**TASK ITEM**
For every entry, output the exact wording.

==========

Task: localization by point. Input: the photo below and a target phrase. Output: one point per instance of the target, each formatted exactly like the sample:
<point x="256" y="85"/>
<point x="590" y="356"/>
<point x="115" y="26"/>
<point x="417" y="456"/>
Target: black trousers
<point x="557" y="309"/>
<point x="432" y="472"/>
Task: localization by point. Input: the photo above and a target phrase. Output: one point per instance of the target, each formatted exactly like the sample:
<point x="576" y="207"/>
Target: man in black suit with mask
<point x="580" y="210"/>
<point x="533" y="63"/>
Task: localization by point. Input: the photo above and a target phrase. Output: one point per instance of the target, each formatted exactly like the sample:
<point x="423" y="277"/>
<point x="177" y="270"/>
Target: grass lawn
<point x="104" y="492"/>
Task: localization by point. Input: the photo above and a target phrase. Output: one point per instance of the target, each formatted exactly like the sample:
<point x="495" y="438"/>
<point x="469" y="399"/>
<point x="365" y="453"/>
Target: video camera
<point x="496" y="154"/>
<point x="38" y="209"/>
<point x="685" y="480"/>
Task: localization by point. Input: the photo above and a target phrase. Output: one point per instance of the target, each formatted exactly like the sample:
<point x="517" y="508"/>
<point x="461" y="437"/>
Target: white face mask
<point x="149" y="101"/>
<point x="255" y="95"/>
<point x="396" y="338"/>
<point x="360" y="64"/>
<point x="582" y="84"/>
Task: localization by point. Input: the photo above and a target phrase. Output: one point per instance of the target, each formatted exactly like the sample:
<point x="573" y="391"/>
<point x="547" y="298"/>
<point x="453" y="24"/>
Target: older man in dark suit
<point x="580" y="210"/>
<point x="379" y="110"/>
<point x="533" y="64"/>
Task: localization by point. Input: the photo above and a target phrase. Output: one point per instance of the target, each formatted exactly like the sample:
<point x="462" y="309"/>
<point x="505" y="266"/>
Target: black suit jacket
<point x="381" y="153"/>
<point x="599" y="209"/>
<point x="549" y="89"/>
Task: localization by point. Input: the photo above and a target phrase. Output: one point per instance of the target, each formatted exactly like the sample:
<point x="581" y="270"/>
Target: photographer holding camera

==========

**OUTPUT FOR THIS TASK**
Task: localization by point. Input: the photo below and a target phrase. Output: one point per instance of the target, each formatted exactly like the sample:
<point x="256" y="85"/>
<point x="590" y="356"/>
<point x="115" y="26"/>
<point x="417" y="456"/>
Target: black trousers
<point x="557" y="309"/>
<point x="432" y="472"/>
Task: localization by point. Input: the photo above and a target phrase. Output: one point per instance of the target, each formatted exactly like the sample:
<point x="576" y="207"/>
Target: man in black suit with mask
<point x="580" y="210"/>
<point x="533" y="63"/>
Task: localization by point. Input: the photo above and a target phrase. Output: one point per instance of the target, each formatted exactly like the sample:
<point x="423" y="277"/>
<point x="177" y="270"/>
Target: grass lawn
<point x="104" y="492"/>
Task: localization by point. Input: the photo above and a target phrase. Output: one point per instance of the target, each formatted exactly like the sample:
<point x="495" y="438"/>
<point x="469" y="399"/>
<point x="365" y="453"/>
Target: video camera
<point x="496" y="154"/>
<point x="38" y="209"/>
<point x="685" y="480"/>
Task: localization by point. Input: the photo above and a target phrase. Output: one point per instance of the target, each formatted exactly like the sample:
<point x="517" y="508"/>
<point x="461" y="437"/>
Target: white face mask
<point x="149" y="101"/>
<point x="255" y="95"/>
<point x="396" y="338"/>
<point x="360" y="64"/>
<point x="582" y="84"/>
Task: localization by point. Input: the photo above and a target phrase. Output: one point per instance of the target, each formatted exactly like the sample:
<point x="573" y="391"/>
<point x="547" y="298"/>
<point x="453" y="24"/>
Target: older man in dark suit
<point x="580" y="210"/>
<point x="379" y="110"/>
<point x="533" y="64"/>
Task: localization by point. Input: the photo above and a target phrase. Output: one point per instance of the target, each formatted exactly like the sample:
<point x="462" y="309"/>
<point x="505" y="266"/>
Target: black suit jacket
<point x="381" y="153"/>
<point x="599" y="209"/>
<point x="549" y="89"/>
Task: localization by point. Input: the photo above and a target phrase. Output: one point per instance of the target, each formatted exactly like the sample:
<point x="581" y="270"/>
Target: photographer holding camera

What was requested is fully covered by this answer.